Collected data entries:

┄┄┄┄┄┄┄┄┄┄┄┄┄┄┄┄┄┄┄┄

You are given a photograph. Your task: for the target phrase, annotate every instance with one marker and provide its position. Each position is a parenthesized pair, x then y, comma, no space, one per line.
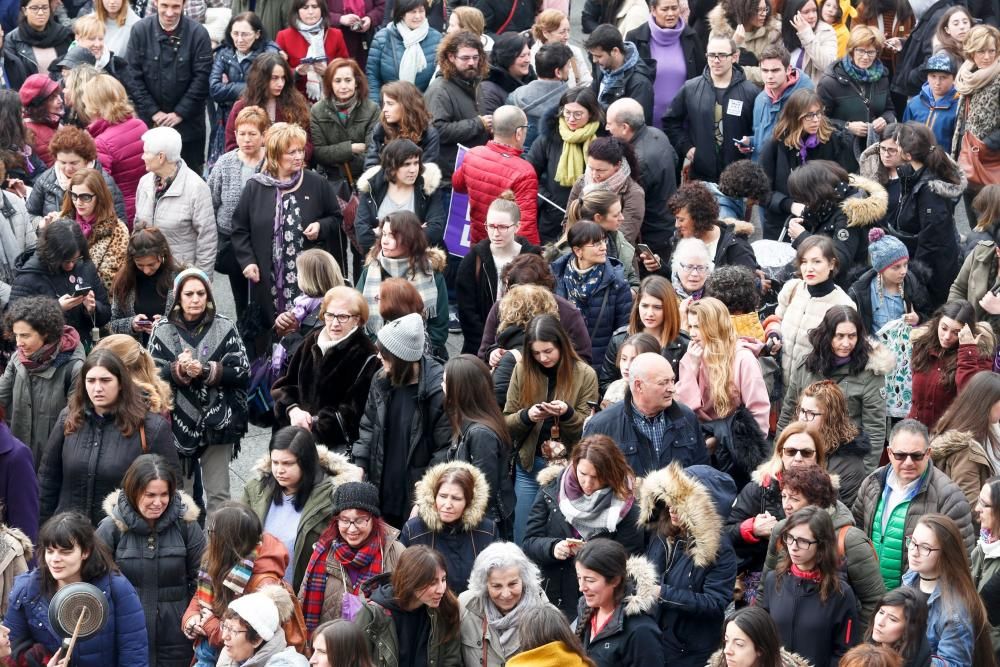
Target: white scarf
(315,34)
(413,61)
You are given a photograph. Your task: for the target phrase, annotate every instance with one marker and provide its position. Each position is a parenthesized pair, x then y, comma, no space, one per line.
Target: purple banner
(456,231)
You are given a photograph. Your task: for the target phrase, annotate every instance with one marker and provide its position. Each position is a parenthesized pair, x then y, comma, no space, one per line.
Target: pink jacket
(119,148)
(692,387)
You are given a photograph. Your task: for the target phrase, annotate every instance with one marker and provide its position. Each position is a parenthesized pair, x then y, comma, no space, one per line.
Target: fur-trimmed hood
(475,508)
(430,178)
(335,466)
(692,501)
(868,205)
(188,510)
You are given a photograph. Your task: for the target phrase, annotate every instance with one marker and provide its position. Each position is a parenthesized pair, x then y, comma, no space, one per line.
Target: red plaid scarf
(360,564)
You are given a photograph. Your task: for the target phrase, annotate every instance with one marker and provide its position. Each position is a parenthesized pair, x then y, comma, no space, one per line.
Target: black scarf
(51,36)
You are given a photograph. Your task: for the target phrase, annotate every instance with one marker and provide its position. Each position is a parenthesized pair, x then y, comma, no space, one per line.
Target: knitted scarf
(572,160)
(870,75)
(391,267)
(413,61)
(54,352)
(969,80)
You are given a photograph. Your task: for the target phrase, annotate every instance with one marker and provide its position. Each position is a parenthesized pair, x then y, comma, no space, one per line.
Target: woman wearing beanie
(201,353)
(356,546)
(404,428)
(893,288)
(451,501)
(251,631)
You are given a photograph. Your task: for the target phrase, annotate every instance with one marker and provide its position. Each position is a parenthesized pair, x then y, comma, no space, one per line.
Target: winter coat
(915,294)
(166,78)
(47,196)
(925,223)
(375,619)
(33,401)
(965,461)
(547,526)
(609,372)
(459,542)
(80,469)
(373,188)
(452,106)
(799,313)
(683,441)
(630,638)
(821,631)
(119,150)
(332,471)
(185,215)
(430,423)
(385,54)
(330,386)
(864,392)
(860,563)
(525,433)
(935,493)
(478,288)
(696,568)
(162,564)
(33,279)
(689,122)
(487,172)
(121,642)
(332,138)
(608,307)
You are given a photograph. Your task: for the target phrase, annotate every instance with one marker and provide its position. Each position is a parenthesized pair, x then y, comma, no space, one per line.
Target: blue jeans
(525,490)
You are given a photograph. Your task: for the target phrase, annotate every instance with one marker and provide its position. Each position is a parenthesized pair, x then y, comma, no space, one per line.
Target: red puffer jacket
(486,172)
(119,148)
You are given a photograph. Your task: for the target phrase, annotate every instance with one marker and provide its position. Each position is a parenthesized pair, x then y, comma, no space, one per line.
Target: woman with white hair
(175,200)
(504,584)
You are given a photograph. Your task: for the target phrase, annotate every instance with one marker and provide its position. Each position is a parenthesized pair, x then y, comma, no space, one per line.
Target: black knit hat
(356,496)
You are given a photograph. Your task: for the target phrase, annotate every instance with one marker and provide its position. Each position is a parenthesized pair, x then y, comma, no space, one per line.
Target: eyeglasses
(360,523)
(902,456)
(799,542)
(343,318)
(808,415)
(791,452)
(693,268)
(921,549)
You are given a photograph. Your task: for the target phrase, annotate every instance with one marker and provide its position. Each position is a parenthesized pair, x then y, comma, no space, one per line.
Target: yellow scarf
(575,144)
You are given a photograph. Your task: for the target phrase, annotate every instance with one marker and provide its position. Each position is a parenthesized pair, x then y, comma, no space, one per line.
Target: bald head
(509,124)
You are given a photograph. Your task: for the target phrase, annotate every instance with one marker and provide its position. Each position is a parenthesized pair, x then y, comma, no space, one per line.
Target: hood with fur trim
(868,205)
(189,514)
(475,507)
(335,466)
(430,174)
(693,504)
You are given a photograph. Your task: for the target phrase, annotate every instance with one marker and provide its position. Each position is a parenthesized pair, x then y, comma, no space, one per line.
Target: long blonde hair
(719,340)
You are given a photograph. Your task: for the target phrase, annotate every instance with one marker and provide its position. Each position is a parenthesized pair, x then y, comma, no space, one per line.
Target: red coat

┄┄┄┄┄┄┄┄┄┄┄┄┄┄┄┄┄┄┄┄

Your task: Find every line in the items above that contains the word "hair", and copy each of those lines.

Finished answer:
Target: woman with white hair
Target: long blonde hair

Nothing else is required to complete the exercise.